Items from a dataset
################

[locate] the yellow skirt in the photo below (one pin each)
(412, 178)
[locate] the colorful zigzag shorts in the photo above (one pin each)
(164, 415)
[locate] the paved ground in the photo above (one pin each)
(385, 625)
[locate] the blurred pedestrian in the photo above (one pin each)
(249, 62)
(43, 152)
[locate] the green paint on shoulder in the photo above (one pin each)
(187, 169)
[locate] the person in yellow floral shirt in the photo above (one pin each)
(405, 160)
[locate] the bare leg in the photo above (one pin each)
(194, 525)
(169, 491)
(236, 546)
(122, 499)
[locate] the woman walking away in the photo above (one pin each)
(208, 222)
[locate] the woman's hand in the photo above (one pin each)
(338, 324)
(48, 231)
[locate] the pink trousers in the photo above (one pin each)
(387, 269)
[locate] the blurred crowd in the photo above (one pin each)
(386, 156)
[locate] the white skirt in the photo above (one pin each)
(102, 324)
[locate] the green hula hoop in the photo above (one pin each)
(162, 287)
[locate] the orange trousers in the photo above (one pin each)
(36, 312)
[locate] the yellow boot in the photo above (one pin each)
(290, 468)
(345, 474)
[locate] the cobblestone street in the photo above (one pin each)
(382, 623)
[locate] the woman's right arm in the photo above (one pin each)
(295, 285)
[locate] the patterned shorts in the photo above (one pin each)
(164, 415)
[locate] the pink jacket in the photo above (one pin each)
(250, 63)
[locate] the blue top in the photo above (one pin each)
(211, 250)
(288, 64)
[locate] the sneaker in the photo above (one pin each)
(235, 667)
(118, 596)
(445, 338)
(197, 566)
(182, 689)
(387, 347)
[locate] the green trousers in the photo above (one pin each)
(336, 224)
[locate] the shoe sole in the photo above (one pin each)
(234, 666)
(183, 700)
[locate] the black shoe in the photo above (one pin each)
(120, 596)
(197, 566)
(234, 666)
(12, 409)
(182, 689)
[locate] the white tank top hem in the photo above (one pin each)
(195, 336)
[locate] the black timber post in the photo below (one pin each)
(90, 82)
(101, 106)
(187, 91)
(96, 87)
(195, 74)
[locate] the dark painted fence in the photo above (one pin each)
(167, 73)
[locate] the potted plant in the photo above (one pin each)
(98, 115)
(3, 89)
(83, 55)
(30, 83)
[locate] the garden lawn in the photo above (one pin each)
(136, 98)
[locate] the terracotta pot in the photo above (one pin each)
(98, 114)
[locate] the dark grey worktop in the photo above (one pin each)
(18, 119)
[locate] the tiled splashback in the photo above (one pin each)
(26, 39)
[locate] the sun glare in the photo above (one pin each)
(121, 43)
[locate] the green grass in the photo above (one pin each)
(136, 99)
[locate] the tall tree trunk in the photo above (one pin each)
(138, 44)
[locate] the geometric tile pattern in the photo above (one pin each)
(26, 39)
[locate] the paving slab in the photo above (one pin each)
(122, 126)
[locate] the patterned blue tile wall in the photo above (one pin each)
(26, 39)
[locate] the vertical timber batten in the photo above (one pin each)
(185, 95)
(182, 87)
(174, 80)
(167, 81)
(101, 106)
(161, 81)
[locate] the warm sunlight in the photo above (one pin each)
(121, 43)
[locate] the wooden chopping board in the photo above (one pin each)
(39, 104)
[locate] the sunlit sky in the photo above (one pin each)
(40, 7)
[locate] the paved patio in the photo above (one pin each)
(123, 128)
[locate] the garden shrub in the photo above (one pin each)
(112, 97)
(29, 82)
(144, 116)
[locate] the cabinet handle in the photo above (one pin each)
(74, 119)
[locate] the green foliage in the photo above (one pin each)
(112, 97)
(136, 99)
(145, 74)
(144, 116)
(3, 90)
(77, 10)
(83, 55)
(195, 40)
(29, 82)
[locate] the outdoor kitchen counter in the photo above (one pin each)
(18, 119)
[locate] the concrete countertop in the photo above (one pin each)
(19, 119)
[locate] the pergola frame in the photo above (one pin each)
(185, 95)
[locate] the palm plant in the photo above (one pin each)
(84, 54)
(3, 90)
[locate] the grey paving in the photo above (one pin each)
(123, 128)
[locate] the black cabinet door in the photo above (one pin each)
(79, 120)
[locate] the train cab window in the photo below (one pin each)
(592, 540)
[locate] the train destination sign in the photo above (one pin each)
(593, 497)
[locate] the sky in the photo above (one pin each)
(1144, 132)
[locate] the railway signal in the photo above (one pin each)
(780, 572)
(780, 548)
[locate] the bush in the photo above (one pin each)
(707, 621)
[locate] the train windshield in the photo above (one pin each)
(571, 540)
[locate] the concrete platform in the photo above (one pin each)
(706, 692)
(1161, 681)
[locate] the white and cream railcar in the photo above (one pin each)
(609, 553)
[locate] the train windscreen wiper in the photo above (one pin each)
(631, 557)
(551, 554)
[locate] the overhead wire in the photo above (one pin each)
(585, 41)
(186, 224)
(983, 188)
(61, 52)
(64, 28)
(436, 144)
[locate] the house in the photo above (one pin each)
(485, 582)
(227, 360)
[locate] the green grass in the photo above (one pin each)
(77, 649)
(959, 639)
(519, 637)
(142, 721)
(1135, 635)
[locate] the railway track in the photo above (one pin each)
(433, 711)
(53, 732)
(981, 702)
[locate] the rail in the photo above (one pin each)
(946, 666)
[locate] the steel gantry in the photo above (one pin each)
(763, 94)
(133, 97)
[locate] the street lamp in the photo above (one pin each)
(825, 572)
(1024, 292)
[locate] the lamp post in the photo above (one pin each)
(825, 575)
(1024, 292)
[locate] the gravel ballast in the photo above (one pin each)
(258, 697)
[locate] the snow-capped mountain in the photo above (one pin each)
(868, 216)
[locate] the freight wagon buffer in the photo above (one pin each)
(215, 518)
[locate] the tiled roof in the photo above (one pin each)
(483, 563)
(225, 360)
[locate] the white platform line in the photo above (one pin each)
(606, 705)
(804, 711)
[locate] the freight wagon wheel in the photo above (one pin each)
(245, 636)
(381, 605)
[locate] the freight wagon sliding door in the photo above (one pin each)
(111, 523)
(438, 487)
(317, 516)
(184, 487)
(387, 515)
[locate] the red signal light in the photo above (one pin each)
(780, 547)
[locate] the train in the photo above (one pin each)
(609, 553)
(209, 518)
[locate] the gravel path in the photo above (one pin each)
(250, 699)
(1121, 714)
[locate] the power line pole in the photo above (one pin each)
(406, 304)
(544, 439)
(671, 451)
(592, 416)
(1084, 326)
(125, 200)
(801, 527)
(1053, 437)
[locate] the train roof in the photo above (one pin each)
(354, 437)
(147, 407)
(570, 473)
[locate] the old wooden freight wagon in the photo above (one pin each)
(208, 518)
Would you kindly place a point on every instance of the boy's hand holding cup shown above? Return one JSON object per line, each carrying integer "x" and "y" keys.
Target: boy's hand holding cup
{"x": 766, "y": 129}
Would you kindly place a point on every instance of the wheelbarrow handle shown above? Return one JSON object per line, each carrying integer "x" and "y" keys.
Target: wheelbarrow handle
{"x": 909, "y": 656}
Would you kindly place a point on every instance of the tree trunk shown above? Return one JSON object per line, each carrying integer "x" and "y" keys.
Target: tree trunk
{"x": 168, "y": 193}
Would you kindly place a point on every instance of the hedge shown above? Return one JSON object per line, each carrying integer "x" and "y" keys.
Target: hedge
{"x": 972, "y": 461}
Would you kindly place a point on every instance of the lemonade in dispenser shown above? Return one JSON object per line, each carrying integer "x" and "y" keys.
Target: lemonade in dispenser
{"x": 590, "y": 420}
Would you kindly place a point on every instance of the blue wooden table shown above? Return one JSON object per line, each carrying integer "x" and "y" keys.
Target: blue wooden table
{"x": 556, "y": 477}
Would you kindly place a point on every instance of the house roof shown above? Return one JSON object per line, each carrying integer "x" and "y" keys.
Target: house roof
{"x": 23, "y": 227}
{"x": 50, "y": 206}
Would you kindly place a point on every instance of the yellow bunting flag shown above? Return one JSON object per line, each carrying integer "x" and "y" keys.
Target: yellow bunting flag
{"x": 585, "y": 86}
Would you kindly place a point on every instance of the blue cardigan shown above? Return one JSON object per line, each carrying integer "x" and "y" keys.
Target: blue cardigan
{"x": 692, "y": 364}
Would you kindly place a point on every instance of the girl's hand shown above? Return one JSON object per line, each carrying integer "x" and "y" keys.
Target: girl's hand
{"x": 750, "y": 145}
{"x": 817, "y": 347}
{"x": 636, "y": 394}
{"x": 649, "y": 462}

################

* _TO DO_: Only those lines running from the one containing "of the yellow" through the last line of the data above are to be copied, exactly, with both ends included.

* _FULL OUTPUT_:
Would you kindly place a point on every instance of the yellow bunting flag shown above? Return one JSON object per line, each carrying integer "x" and "y" keys.
Target: yellow bunting flag
{"x": 585, "y": 86}
Would you kindly place a point on every instance of the blue cardigan shown above? Return one JSON object per line, each carrying integer "x" and "y" keys.
Target: blue cardigan
{"x": 692, "y": 364}
Would you kindly place a point on every instance of the girl's hand shown above? Return one JSON object per line, each carrying integer "x" and "y" keys.
Target: girl's hand
{"x": 750, "y": 145}
{"x": 817, "y": 347}
{"x": 636, "y": 394}
{"x": 649, "y": 462}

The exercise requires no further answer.